(Given data begins)

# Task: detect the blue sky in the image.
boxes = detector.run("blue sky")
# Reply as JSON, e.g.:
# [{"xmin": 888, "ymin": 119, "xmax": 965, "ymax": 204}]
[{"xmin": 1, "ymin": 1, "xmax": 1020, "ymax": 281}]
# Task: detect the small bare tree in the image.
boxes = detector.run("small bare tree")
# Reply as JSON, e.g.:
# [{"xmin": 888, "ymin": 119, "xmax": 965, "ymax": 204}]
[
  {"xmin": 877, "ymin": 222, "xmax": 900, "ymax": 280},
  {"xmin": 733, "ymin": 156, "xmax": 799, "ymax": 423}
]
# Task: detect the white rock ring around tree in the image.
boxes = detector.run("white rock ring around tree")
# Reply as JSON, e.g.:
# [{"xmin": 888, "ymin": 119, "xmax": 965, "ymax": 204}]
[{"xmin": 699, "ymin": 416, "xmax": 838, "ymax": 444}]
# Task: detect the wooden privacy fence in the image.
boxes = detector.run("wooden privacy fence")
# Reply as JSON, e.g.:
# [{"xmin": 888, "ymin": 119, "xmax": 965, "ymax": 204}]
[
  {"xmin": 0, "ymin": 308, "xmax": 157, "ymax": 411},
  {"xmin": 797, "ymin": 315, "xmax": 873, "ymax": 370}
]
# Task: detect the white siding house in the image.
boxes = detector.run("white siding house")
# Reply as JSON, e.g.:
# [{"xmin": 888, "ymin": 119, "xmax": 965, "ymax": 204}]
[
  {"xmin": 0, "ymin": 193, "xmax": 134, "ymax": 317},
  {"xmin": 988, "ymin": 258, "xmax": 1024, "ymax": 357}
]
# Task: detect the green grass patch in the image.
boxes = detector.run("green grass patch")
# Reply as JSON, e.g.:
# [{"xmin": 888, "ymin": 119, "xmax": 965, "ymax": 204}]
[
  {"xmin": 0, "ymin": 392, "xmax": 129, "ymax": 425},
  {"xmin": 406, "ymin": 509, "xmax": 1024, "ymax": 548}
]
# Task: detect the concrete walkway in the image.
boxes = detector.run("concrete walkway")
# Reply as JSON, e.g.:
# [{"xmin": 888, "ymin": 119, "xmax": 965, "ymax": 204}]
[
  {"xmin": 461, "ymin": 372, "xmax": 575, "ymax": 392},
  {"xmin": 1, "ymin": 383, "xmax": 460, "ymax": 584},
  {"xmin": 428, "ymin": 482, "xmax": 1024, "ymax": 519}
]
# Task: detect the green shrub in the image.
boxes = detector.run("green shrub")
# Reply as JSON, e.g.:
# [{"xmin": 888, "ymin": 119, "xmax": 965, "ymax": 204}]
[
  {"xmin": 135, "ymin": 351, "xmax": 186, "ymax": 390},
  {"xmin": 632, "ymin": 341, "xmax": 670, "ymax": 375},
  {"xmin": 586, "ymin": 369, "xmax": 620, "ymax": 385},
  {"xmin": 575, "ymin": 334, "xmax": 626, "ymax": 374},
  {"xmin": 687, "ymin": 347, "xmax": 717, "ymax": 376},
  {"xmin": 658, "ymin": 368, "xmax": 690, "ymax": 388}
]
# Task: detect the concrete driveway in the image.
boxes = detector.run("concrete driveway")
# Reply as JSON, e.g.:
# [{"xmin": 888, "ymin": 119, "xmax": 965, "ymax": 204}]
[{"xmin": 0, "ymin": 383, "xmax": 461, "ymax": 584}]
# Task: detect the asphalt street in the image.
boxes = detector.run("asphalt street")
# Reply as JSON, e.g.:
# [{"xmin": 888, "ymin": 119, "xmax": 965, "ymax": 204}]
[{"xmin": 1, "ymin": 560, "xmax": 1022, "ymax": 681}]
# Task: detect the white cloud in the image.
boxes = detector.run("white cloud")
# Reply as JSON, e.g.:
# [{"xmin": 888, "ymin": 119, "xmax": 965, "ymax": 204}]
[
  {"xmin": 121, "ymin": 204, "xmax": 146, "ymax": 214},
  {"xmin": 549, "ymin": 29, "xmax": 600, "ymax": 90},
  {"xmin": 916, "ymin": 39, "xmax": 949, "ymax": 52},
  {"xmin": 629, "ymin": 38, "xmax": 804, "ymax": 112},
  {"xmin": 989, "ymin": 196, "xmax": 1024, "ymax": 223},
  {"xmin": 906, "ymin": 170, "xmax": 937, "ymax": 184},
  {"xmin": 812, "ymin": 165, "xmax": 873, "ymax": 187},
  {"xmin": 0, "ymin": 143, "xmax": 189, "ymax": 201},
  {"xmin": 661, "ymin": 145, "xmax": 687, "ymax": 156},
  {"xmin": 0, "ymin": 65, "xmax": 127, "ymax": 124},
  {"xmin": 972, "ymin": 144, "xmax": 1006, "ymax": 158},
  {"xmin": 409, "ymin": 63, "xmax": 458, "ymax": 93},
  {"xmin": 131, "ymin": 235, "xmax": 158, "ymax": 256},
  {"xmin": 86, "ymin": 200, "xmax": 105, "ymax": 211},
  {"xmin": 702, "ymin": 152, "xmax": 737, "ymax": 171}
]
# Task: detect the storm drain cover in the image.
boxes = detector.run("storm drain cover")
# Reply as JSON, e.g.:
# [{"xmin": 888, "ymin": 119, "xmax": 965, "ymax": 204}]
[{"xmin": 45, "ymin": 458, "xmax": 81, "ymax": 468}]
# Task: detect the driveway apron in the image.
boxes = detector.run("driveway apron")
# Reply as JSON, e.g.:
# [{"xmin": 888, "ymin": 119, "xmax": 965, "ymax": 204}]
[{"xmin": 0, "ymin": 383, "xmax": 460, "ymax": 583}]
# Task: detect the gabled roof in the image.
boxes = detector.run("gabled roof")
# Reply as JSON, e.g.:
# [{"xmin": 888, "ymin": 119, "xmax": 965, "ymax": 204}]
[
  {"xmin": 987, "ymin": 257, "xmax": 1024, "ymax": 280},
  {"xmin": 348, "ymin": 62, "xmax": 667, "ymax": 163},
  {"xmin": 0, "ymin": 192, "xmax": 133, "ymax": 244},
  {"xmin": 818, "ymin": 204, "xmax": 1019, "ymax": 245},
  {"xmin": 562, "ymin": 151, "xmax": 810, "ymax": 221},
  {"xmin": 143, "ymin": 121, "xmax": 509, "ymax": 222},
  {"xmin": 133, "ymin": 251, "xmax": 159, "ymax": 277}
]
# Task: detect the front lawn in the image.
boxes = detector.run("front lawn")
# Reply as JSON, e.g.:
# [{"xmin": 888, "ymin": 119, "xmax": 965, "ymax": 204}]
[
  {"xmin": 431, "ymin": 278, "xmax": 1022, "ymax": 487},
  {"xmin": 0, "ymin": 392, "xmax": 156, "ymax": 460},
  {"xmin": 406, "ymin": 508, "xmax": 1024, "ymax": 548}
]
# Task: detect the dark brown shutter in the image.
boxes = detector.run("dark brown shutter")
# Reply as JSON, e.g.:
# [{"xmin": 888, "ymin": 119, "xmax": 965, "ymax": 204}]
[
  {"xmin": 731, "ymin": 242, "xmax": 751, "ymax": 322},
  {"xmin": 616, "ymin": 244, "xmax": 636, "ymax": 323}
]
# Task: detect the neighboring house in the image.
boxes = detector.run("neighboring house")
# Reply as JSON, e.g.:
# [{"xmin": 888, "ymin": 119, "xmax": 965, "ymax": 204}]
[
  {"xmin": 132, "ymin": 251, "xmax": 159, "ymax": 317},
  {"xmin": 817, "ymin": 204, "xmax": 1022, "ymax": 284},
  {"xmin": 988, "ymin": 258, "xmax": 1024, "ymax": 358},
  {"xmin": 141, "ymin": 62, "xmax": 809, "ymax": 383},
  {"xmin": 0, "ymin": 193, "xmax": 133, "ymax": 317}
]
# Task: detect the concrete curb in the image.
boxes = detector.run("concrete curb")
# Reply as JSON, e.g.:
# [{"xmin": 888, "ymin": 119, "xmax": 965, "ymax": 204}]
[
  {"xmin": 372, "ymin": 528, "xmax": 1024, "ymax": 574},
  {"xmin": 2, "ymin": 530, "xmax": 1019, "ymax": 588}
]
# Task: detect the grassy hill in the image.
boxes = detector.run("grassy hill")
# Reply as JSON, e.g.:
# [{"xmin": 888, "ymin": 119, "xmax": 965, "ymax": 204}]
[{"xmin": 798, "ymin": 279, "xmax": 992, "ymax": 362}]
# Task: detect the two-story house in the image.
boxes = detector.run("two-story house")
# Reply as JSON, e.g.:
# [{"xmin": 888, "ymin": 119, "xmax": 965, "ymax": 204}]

(Given data ends)

**Requirement:** Gather each line from the entries above that includes the word "curb".

**Expected output:**
# Task: detect the concrete curb in the image.
boxes = detector.run("concrete curb")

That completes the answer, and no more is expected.